Objective: Report every line in the rows below that contains the word "dirty". Case counts.

[Point labeling dataset excerpts]
- - - - -

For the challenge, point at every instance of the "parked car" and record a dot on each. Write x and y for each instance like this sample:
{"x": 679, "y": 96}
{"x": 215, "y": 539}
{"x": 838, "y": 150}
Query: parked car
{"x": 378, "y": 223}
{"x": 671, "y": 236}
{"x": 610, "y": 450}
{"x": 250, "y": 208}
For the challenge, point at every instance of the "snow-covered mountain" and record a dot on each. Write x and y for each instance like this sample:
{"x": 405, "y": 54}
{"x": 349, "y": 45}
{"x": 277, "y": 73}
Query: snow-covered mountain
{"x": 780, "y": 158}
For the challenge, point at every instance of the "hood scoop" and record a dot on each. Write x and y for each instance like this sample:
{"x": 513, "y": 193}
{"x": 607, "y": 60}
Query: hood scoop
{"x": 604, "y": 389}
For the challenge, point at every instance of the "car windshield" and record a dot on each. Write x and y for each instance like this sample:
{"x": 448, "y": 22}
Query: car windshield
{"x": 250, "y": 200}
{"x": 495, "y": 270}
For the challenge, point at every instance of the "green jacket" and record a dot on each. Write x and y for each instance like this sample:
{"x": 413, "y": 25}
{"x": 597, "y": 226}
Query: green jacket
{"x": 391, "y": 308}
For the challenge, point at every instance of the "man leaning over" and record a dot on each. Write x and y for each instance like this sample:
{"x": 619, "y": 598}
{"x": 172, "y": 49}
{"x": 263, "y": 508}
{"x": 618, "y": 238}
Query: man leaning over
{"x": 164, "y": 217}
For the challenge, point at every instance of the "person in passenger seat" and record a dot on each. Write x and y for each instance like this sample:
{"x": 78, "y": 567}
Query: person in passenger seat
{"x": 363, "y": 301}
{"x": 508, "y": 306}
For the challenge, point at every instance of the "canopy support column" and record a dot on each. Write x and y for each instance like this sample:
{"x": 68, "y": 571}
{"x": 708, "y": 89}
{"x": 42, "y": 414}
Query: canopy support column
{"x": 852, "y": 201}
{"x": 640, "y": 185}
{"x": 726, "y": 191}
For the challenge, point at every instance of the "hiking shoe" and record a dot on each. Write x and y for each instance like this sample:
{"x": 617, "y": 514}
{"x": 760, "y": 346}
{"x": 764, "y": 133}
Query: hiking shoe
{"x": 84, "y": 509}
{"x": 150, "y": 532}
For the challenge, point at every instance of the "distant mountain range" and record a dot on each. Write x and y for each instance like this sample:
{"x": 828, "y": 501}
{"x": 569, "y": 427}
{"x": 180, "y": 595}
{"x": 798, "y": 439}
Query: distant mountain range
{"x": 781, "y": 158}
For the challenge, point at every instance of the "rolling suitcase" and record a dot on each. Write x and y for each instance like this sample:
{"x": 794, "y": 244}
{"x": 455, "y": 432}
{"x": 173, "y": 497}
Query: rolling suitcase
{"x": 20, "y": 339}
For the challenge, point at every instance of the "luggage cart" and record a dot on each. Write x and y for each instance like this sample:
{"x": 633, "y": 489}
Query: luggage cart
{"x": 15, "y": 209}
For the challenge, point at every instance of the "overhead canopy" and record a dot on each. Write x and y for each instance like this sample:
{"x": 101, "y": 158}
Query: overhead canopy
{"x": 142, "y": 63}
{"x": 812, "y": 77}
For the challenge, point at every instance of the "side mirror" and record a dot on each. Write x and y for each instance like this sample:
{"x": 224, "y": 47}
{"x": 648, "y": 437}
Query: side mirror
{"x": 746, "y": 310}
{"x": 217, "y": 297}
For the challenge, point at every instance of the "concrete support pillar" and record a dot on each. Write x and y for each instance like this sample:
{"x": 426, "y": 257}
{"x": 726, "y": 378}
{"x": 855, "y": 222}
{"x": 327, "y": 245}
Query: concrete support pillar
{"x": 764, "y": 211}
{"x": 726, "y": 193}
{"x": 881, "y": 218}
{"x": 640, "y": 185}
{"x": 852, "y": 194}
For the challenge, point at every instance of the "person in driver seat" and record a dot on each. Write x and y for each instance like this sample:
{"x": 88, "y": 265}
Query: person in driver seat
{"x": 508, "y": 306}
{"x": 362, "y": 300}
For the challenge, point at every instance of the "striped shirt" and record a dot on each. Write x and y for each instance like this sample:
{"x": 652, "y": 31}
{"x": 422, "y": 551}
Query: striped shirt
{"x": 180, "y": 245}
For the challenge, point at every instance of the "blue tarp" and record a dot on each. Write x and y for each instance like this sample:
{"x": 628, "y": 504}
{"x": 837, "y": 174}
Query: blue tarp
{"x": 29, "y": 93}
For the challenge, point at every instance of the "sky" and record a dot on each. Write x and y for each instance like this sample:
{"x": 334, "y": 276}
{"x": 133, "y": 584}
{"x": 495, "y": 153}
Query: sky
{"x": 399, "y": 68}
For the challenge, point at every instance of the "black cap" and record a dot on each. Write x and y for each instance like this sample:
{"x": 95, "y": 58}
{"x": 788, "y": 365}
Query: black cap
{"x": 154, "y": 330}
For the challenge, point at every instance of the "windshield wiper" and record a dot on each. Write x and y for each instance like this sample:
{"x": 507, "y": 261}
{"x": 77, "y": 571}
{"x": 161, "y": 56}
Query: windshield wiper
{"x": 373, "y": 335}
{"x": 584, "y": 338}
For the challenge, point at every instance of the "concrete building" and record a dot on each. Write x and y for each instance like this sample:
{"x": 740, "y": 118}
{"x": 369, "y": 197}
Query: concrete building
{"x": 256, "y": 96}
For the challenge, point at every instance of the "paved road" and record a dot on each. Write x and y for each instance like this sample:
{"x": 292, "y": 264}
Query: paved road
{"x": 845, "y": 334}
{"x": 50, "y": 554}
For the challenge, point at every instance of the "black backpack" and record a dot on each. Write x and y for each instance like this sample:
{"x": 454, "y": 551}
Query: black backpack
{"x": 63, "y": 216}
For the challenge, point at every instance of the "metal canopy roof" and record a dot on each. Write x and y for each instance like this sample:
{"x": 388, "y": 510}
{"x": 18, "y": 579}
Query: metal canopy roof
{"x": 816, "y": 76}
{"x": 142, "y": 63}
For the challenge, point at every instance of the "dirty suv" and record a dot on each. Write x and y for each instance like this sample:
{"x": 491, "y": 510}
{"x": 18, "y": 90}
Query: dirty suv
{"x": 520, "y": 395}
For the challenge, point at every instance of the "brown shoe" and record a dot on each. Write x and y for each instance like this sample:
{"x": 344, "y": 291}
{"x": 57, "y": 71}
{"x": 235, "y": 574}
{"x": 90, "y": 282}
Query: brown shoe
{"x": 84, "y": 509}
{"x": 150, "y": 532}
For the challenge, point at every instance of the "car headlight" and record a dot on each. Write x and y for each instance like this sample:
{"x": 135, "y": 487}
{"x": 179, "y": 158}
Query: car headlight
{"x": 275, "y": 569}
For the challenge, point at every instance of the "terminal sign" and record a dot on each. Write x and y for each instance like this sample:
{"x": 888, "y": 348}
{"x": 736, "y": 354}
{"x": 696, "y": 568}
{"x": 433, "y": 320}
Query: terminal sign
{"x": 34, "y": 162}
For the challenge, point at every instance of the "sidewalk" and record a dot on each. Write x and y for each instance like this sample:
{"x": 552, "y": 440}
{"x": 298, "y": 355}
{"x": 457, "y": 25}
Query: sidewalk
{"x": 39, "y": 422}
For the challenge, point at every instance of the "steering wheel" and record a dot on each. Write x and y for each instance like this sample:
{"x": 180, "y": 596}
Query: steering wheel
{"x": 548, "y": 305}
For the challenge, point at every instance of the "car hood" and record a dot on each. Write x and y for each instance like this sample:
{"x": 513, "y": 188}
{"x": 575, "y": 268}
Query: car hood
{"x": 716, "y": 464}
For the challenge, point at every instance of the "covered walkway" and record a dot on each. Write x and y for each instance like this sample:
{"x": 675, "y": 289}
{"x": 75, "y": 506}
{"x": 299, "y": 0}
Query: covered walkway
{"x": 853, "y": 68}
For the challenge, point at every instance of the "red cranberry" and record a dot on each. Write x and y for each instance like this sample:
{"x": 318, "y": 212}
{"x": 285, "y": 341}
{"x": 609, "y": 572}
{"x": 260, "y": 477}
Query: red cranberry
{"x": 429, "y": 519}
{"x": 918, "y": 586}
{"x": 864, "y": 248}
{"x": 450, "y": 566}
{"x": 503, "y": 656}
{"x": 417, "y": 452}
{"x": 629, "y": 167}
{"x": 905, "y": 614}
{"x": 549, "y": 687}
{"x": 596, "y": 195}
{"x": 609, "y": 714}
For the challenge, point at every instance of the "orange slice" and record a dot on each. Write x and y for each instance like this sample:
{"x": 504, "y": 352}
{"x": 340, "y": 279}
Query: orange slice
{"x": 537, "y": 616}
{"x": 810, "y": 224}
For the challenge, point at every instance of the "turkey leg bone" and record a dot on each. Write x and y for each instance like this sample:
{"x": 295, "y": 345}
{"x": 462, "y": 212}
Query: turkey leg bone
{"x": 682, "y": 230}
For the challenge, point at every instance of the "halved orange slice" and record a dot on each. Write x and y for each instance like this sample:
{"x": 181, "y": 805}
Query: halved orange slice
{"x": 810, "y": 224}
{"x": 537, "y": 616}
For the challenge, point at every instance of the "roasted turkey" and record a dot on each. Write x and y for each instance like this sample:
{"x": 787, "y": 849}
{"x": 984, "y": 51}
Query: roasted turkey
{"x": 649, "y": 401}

- - - - -

Answer in full:
For the challenge, point at every instance of the "dirty suv" and record a dot on each. Write x and y for each instance like this sample:
Query: dirty suv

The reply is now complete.